[Supplied passage]:
- - - -

- Directed by: Sumathy Ram
- Written by: Sumathy Ram
- Produced by: Ramki
- Starring: Mammootty Nandita Das
- Cinematography: B. Kannan
- Edited by: Suresh Urs
- Music by: M. S. Viswanathan Ilaiyaraaja
- Release date: 22 October 2004;
- Running time: 120 minutes
- Country: India
- Language: Tamil

= Vishwa Thulasi =

Vishwa Thulasi is a 2004 Tamil-language drama film directed by Sumathy Ram, starring Mammooty and Nandita Das. This film's score and soundtrack were composed by Ilayaraaja and M. S. Viswanathan. The film was notable for having a female director.

==Plot==
The film, set in the 1940s and moving to the 1960s, revolves around the emotional story of Thulasi returning to her village to become a dance teacher. She cannot bring herself to forget Vishwa, a man she has been in love with for two decades. Memories of Vishwa haunt her constantly, and upon a chance meeting with him, she discovers he too is struggling with his love for her. Both are haunted by the memory of Thulasi's cousin, a figure who is unable to control his obsession for his cousin and hide his resentment at Thulasi's feelings for Vishwa.

Thulasi comes to Sundarapuri after her guardians — her grandma and uncle — pass away, to work as teacher in a dance school. It is in Sundarapuri that Vishwa, the Zamindar whom she had met 20 years ago, lives. They meet again and the feelings that had blossomed in their hearts as teenagers, are revived. Vishwa is unmarried and Thulasi has gone through an unceremonious ritual in the name of matrimony, but fear of societal stigma and innate inhibition keep them asunder.

Sensing their intense love for each other, Pattabhi, the manager at Vishwa's house, helps them overcome their fears. It is then that fate enters in the form of Shiva.

==Production==
The film's first schedule started at Pollachi then held at Tharangampadi and Cuddalore. Some scenes were shot at 200 year old house at Ottapalam, Kerala. The filming took 67 days to be completed.

==Soundtrack==
Songs of the film were composed and orchestrated by M. S. Viswanathan. Background score and the song "Engu Piranthathu" were composed by Ilaiyaraaja.

- - - -

(Dataset rows)
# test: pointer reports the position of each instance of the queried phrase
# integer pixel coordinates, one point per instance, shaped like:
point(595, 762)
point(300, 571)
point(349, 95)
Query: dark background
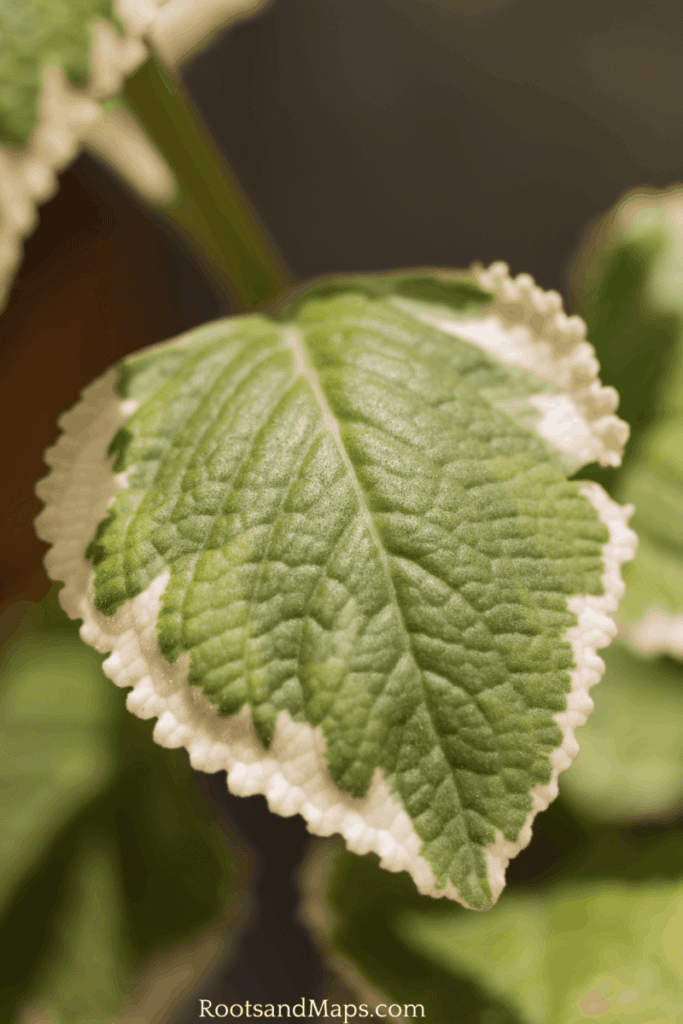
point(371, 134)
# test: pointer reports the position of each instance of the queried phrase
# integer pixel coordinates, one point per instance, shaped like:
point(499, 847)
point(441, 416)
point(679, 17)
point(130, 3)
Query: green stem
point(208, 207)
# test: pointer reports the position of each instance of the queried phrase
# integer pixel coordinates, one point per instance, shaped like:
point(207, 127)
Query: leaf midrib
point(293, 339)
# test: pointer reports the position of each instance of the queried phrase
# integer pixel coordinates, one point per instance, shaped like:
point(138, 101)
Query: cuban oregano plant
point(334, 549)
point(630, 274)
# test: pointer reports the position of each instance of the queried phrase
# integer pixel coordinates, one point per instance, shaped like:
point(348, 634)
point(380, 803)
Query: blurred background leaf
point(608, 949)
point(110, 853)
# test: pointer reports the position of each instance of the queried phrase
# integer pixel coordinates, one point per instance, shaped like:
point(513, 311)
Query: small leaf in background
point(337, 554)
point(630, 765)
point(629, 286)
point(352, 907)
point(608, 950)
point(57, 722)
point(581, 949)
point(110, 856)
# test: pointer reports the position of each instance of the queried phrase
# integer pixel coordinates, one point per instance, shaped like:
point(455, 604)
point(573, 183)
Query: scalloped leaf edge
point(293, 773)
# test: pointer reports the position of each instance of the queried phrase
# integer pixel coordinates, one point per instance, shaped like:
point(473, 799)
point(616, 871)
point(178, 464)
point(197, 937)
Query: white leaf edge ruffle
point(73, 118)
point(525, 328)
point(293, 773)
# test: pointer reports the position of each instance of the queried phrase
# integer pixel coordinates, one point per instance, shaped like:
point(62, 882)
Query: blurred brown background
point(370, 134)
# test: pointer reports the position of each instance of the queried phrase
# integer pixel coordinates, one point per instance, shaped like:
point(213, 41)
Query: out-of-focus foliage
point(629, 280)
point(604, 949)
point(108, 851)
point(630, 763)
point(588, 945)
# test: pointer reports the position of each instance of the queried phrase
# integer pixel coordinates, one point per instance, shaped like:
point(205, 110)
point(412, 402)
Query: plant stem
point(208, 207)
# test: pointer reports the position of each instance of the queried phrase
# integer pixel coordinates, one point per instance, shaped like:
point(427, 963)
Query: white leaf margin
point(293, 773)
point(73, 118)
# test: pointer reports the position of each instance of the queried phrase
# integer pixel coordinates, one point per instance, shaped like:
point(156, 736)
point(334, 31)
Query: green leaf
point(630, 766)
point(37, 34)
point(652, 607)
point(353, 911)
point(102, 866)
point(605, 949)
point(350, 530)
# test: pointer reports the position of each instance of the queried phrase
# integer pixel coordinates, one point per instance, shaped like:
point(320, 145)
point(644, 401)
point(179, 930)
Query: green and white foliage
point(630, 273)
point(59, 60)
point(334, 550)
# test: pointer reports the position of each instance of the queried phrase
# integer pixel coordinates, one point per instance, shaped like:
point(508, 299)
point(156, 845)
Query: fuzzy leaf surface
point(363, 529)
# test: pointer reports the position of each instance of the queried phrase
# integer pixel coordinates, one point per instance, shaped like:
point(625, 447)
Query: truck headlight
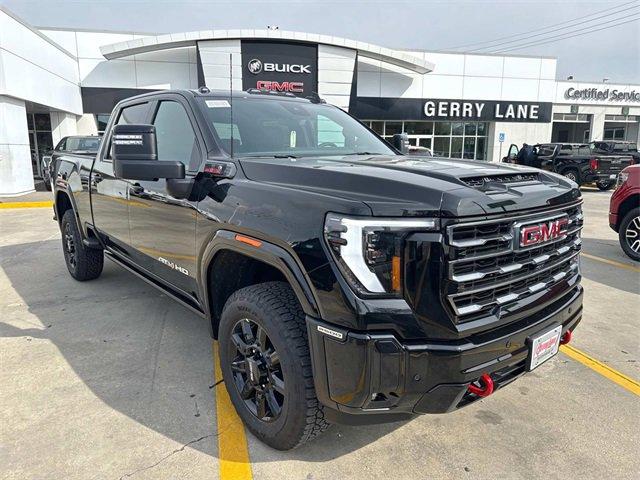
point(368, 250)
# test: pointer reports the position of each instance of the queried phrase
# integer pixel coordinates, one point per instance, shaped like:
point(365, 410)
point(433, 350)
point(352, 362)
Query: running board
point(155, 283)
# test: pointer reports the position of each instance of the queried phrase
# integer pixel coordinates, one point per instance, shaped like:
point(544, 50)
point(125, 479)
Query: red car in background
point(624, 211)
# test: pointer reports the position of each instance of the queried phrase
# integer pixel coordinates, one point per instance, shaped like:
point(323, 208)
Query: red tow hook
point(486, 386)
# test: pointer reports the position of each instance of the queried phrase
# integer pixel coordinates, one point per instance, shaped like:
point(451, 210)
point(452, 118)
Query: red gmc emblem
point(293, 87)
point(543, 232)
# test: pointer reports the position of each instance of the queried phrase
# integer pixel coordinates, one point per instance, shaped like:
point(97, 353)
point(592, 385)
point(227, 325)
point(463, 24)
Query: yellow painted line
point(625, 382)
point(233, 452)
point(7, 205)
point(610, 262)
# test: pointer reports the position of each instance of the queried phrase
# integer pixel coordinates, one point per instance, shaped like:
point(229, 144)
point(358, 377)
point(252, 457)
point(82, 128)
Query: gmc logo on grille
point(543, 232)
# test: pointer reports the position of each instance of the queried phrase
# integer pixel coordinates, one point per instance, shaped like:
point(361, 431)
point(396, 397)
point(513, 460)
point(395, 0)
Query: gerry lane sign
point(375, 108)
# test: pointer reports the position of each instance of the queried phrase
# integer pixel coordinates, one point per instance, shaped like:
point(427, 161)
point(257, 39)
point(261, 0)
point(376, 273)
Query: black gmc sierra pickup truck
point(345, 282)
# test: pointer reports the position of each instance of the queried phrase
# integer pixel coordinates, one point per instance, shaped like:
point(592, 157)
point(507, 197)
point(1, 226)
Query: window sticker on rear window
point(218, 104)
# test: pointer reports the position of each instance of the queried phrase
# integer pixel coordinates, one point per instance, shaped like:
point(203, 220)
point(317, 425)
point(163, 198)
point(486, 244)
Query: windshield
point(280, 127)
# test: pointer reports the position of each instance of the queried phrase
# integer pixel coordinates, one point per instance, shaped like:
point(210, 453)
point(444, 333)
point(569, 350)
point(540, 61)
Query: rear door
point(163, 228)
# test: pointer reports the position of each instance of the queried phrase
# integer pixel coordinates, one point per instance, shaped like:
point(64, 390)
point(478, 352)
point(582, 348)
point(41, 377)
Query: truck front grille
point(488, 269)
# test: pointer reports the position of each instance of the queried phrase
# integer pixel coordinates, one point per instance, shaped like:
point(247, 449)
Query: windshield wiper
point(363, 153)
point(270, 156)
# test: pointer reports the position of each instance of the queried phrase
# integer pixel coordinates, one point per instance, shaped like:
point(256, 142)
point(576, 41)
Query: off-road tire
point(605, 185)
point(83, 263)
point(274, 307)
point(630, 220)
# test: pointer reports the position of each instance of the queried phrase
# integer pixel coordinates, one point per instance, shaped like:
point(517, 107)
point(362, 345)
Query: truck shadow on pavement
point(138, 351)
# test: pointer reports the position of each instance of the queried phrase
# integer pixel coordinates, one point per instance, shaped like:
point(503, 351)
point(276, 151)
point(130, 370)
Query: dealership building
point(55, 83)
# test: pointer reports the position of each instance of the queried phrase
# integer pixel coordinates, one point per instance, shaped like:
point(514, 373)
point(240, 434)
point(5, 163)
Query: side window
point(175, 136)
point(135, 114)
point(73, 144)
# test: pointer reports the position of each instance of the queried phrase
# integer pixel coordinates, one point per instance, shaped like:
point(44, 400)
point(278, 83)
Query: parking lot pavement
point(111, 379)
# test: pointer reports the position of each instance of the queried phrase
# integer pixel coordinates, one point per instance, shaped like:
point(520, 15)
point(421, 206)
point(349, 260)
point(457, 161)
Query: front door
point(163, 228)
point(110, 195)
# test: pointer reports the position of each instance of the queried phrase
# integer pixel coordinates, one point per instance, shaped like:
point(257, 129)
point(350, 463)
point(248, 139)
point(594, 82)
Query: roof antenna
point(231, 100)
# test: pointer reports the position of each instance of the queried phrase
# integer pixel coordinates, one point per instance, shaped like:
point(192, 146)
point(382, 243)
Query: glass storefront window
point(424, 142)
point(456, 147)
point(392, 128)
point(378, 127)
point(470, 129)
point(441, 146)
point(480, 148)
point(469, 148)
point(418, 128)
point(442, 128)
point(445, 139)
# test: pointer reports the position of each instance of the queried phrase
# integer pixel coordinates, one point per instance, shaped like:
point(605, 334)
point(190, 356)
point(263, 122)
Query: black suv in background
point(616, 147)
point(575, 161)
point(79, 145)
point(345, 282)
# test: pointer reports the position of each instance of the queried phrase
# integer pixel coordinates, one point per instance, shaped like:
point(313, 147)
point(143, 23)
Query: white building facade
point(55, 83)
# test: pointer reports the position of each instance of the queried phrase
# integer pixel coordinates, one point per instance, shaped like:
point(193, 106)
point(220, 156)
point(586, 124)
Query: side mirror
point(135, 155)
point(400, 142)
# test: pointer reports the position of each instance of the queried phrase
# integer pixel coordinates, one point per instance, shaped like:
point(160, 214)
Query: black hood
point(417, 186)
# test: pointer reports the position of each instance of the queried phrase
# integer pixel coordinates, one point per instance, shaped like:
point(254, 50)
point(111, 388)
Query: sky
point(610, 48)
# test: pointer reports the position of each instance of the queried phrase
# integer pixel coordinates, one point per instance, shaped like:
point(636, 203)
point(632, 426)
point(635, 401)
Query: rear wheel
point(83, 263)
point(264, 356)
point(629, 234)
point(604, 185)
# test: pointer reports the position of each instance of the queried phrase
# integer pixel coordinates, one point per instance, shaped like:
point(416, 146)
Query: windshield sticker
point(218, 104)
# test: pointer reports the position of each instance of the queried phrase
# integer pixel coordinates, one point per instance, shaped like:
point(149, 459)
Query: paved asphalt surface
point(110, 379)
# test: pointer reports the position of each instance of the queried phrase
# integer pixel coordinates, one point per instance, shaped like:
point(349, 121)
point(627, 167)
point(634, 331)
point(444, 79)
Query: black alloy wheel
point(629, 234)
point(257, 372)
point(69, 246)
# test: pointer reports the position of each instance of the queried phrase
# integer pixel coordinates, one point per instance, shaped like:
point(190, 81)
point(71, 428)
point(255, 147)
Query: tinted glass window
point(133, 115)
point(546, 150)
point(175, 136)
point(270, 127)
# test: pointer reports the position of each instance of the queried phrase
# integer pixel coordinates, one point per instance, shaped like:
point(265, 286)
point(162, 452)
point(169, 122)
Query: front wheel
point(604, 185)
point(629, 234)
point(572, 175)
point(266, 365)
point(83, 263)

- - - -

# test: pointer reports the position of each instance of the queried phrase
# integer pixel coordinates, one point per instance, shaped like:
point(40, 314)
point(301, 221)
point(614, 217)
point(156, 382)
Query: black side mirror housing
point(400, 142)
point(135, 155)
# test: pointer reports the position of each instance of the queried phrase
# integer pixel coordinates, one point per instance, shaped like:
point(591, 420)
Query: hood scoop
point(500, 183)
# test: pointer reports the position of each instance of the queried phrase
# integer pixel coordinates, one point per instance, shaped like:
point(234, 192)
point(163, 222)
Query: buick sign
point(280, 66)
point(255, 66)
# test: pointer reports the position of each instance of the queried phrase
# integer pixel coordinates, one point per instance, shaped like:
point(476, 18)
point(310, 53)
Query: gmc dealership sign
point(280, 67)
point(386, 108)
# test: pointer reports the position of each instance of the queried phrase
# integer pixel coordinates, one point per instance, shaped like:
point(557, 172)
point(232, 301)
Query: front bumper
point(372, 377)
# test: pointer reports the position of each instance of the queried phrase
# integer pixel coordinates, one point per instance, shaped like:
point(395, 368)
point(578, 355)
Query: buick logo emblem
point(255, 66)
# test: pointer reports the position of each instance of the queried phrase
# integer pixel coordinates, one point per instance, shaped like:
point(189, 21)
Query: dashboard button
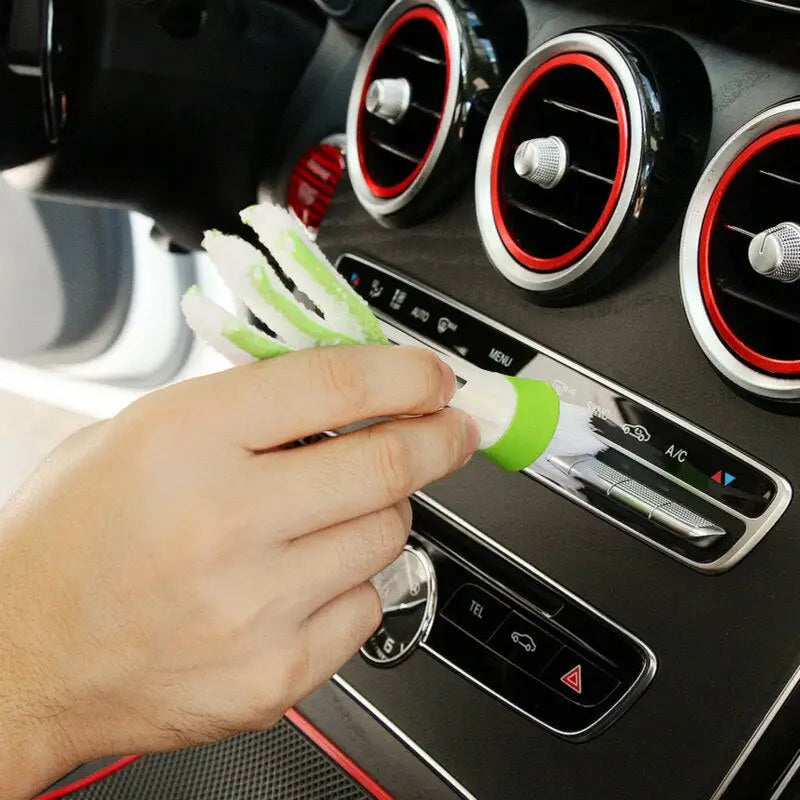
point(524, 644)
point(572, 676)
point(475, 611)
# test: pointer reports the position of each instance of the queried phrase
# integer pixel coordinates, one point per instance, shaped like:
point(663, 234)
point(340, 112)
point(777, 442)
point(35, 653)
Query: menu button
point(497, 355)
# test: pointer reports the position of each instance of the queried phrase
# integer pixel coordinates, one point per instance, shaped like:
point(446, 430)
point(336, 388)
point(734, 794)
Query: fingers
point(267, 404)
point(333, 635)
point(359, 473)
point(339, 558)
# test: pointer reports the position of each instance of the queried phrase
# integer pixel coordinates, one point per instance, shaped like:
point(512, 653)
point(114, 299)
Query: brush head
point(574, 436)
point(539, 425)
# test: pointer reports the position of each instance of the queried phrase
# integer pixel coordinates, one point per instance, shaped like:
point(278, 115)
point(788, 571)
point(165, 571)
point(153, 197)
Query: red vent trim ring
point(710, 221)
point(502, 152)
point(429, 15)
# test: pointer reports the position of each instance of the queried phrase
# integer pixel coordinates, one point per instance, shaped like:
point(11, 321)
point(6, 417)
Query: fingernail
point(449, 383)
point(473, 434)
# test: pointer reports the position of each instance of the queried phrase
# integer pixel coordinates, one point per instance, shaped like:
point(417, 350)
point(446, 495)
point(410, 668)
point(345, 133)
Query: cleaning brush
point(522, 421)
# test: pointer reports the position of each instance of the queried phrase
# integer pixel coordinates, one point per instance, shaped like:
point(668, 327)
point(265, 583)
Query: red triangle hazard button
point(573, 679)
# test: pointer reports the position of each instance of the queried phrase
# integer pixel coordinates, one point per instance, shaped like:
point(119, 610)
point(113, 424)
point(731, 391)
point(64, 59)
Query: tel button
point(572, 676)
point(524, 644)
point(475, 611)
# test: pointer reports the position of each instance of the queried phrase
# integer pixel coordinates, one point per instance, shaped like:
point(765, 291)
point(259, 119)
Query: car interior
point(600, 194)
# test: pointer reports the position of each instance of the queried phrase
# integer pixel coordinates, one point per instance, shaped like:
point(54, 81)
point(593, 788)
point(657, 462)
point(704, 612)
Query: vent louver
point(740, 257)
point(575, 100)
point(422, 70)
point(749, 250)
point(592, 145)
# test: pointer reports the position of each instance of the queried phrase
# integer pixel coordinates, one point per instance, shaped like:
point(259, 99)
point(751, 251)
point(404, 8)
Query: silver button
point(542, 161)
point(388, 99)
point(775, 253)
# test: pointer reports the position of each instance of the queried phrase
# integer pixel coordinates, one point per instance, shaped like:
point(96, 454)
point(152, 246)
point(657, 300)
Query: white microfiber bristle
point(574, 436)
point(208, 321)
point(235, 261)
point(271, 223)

- - - -

[Stated problem]: Reproduce the passage of the Vishwa Thulasi article above verbatim, starting at "Thulasi comes to" and ending at "to be completed.".

[Response]:
Thulasi comes to Sundarapuri after her guardians — her grandma and uncle — pass away, to work as teacher in a dance school. It is in Sundarapuri that Vishwa, the Zamindar whom she had met 20 years ago, lives. They meet again and the feelings that had blossomed in their hearts as teenagers, are revived. Vishwa is unmarried and Thulasi has gone through an unceremonious ritual in the name of matrimony, but fear of societal stigma and innate inhibition keep them asunder.

Sensing their intense love for each other, Pattabhi, the manager at Vishwa's house, helps them overcome their fears. It is then that fate enters in the form of Shiva.

==Production==
The film's first schedule started at Pollachi then held at Tharangampadi and Cuddalore. Some scenes were shot at 200 year old house at Ottapalam, Kerala. The filming took 67 days to be completed.